-- START OF Passage shown --
In this framework, we show that the shape given by the normalized natural frequencies changes only according to the damage location. Thus, the damage is localized by the correlation between the shape of the measured normalized frequencies and those obtained by the finite elements, where the position that gives the calculated shape, which is the most similar to the measured one, indicates the crack position. After the localization, an inverse method will be applied in order to quantify the damage.

2. Finite Element Formulation

2.1. Intact Element

Considering a Euler–Bernoulli beam having length L, depth h and width w. The elemental mass matrix (m_e) and elemental stiffness matrix (k_e) without damage are expressed as follows:

$$m_e=\frac{\rho A{l}_e}{420} \left[\begin{array}{cccc} 156& 22l_e& 54& -13l_e\\ 22l_e& 4l_e{}^2& 13l_e& -3l_e{}^2\\ 54& 13l_e& 12& -22l_e\\ -13l_e& -3l_e{}^2& -22l_e& 4l_e{}^2\end{array}\right]$$

(1)

$$k_e = \frac{ EI }{l_e{}^3} \left[ \begin{array}{cccc} 12& 6l_e& -12& 6l_e\\ 6l_e& 4l_e{}^2& -6l_e& 2l_e{}^2\\ -12& -6l_e& 12& -6l_e\\ 6l_e& 2l_e{}^2& -6l_e& 4l_e{}^2\end{array} \right]$$

(2)

where A, E, l_e, I and ρ are the area of the cross section, Young modulus, element length, moment of inertia and material density, respectively.

2.2. Damaged Element

Considering a beam with a crack of depth h_d at the position l_d from the fixed end. The crack is considered as transversal crack under bending and shearing forces. The local stiffness is reduced whenever damage occurs in the structure. By applying the principle of virtual work [31] and the equilibrium condition of the cracked element, the damaged elemental stiffness matrix (k_ed) is given from the inverse of the flexibility matrix [32]:

$$\begin{array}{c}\left[k_{ed\left(i,j\right)}\right]={\left[T_{\left(i,k\right)}\right]}^t{\left[C^{int}{}_{\left(k,k\right)}+C^d{}_{\left(k,k\right)}\right]}^{-1}\left[T_{\left(k,j\right)}\right] \\ i,j=1:4; k=1:2\end{array}$$

(3)
-- END OF Passage shown --
-- START OF Extracted data --
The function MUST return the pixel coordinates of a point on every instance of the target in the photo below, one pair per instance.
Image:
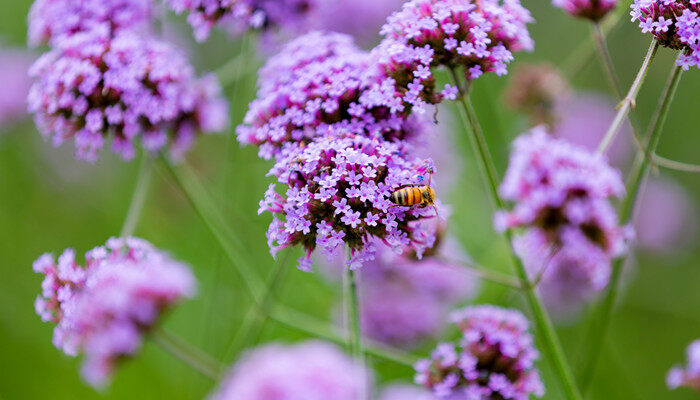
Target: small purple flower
(104, 309)
(311, 370)
(493, 360)
(561, 193)
(241, 15)
(674, 23)
(319, 84)
(690, 376)
(94, 88)
(312, 218)
(591, 9)
(476, 36)
(51, 21)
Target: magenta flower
(478, 36)
(309, 371)
(561, 193)
(493, 360)
(690, 376)
(104, 309)
(318, 84)
(93, 89)
(240, 15)
(337, 186)
(591, 9)
(13, 68)
(674, 23)
(51, 21)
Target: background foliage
(49, 201)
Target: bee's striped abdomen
(407, 196)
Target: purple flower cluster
(319, 84)
(309, 371)
(592, 9)
(52, 21)
(561, 194)
(690, 376)
(478, 36)
(241, 15)
(674, 23)
(338, 190)
(103, 309)
(493, 360)
(93, 87)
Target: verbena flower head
(240, 15)
(317, 85)
(591, 9)
(690, 376)
(536, 91)
(51, 21)
(562, 191)
(310, 371)
(13, 68)
(476, 36)
(493, 360)
(674, 23)
(130, 88)
(337, 193)
(569, 277)
(104, 309)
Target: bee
(414, 195)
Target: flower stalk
(545, 327)
(640, 170)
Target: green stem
(230, 243)
(629, 101)
(183, 351)
(542, 321)
(138, 199)
(353, 314)
(640, 170)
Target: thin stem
(598, 331)
(485, 273)
(183, 351)
(629, 101)
(608, 65)
(544, 324)
(138, 199)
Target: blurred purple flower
(51, 21)
(240, 15)
(318, 84)
(561, 194)
(591, 9)
(690, 376)
(478, 36)
(338, 194)
(103, 309)
(674, 23)
(93, 88)
(576, 125)
(493, 360)
(666, 217)
(14, 65)
(360, 18)
(309, 371)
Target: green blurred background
(49, 201)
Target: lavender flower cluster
(594, 10)
(561, 194)
(493, 360)
(240, 15)
(674, 23)
(106, 79)
(104, 309)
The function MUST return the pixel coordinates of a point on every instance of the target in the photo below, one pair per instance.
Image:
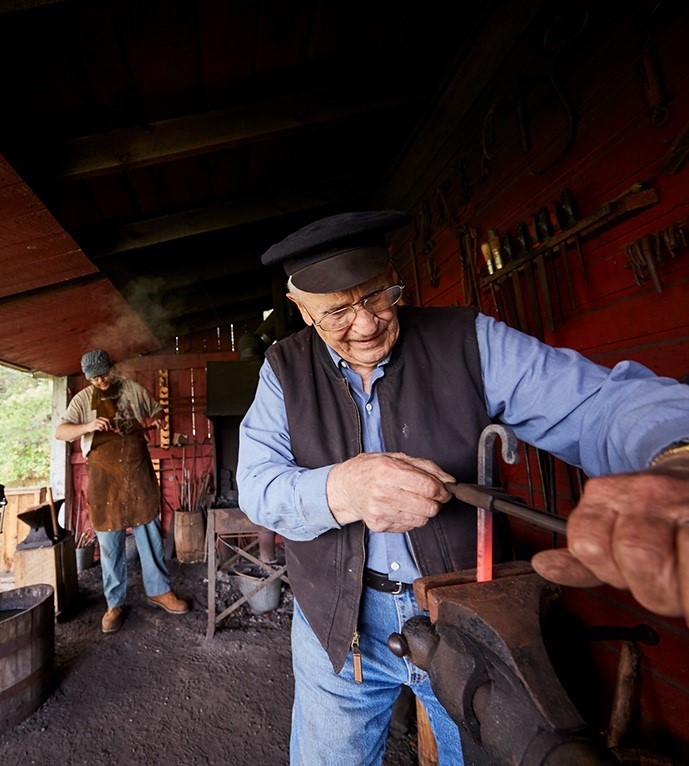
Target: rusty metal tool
(649, 257)
(508, 249)
(635, 262)
(534, 306)
(484, 548)
(491, 499)
(3, 503)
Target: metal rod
(491, 499)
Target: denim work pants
(338, 722)
(113, 561)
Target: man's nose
(364, 320)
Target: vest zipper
(356, 659)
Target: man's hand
(630, 531)
(99, 424)
(388, 491)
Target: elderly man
(361, 418)
(109, 418)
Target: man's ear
(304, 314)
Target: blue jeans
(338, 722)
(113, 561)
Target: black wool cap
(338, 252)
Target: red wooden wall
(625, 126)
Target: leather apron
(123, 490)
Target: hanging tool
(537, 237)
(484, 546)
(534, 306)
(508, 249)
(491, 499)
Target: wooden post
(54, 565)
(428, 750)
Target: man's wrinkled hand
(630, 531)
(388, 491)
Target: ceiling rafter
(174, 139)
(155, 231)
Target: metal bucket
(248, 578)
(84, 557)
(27, 649)
(190, 536)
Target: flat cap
(95, 363)
(338, 252)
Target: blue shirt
(602, 420)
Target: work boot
(112, 619)
(170, 603)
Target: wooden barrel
(190, 536)
(27, 649)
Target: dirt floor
(154, 693)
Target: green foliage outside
(25, 430)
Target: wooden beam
(56, 287)
(12, 6)
(433, 149)
(196, 134)
(154, 231)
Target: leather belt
(381, 582)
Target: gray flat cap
(338, 252)
(95, 363)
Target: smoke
(136, 324)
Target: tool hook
(485, 450)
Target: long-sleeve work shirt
(602, 420)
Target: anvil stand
(47, 556)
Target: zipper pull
(356, 659)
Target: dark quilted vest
(432, 406)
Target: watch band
(678, 448)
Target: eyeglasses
(373, 303)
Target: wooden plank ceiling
(151, 151)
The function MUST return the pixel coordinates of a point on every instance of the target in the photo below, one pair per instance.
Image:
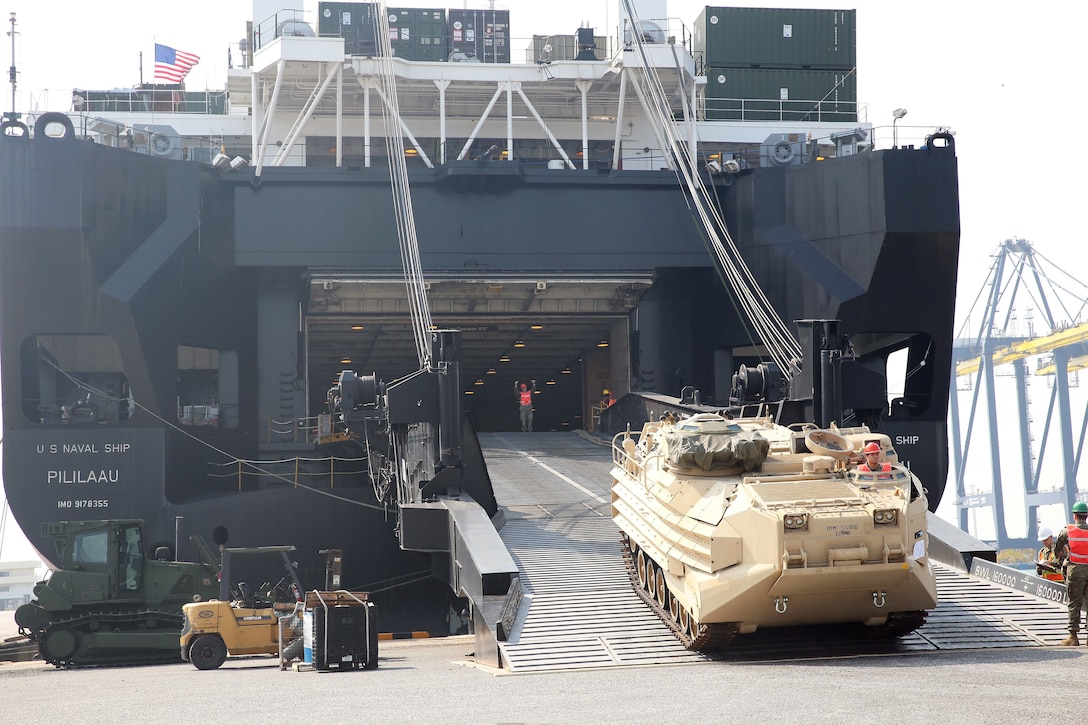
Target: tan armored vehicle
(738, 524)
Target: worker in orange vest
(873, 458)
(1075, 537)
(524, 394)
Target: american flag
(172, 65)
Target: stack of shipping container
(777, 64)
(420, 34)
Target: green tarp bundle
(709, 451)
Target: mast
(12, 115)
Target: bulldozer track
(709, 636)
(87, 625)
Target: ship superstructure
(178, 296)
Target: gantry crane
(1022, 281)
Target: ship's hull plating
(161, 257)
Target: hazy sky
(1005, 76)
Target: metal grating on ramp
(580, 611)
(973, 613)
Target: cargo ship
(183, 275)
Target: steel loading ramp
(579, 610)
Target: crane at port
(1023, 290)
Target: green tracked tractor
(109, 603)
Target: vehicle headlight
(885, 516)
(795, 521)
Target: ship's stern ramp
(459, 535)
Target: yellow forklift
(245, 623)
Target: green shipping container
(351, 21)
(768, 37)
(746, 94)
(419, 35)
(547, 48)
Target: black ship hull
(152, 342)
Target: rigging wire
(402, 195)
(231, 458)
(770, 329)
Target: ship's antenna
(12, 115)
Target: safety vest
-- END OF Extracted data --
### Task list
1. Arrange the records from the line containing "Target: ship superstructure" through the end of the records as a JSON list of strings, one string per line and no blank lines.
2. Pick up the text on finite element modeling of a cracked beam at the point where it stops and continue it.

### Answers per task
1.
[
  "Target: ship superstructure",
  "(178, 296)",
  "Target: gantry crane",
  "(1022, 281)",
  "Target: ship's hull plating",
  "(161, 257)",
  "Target: hazy sky",
  "(1005, 76)",
  "Target: metal grating on ramp",
  "(580, 611)",
  "(973, 613)",
  "Target: cargo ship",
  "(183, 275)",
  "Target: steel loading ramp",
  "(579, 610)",
  "Target: crane at port",
  "(1023, 290)",
  "Target: green tracked tractor",
  "(109, 603)",
  "Target: vehicle headlight",
  "(885, 516)",
  "(795, 521)",
  "Target: ship's stern ramp",
  "(459, 535)",
  "Target: yellow forklift",
  "(245, 623)",
  "Target: green shipping container",
  "(351, 21)",
  "(768, 37)",
  "(746, 94)",
  "(419, 35)",
  "(547, 48)",
  "Target: black ship hull",
  "(152, 342)",
  "Target: rigging wire",
  "(402, 195)",
  "(231, 458)",
  "(770, 329)",
  "Target: ship's antenna",
  "(12, 115)",
  "Target: safety vest"
]

2.
where T, C^int and C^d are the transformation matrix, the intact flexibility matrix and the additional flexibility matrix due to the presence of the crack, respectively. The upper index “t” indicates the transpose and the upper index “−1” indicates the inverse of the matrix.

The transformation matrix [T] is given as:

$${\left[T\right]}^t= {\left[\begin{array}{cccc}-1& -le& 1& 0\\ 0& -1& 0& 1\end{array} \right]}^t$$

(4)

The flexibility matrix of the intact beam (C^int) is:

$$C^{int}= \left[\begin{array}{cc}\frac{{\left(l_e\right)}^3}{3EI}& \frac{{\left(l_e\right)}^2}{2EI}\\ \frac{{\left(l_e\right)}^2}{2EI}& \frac{l_e}{EI}\end{array}\right]$$

(5)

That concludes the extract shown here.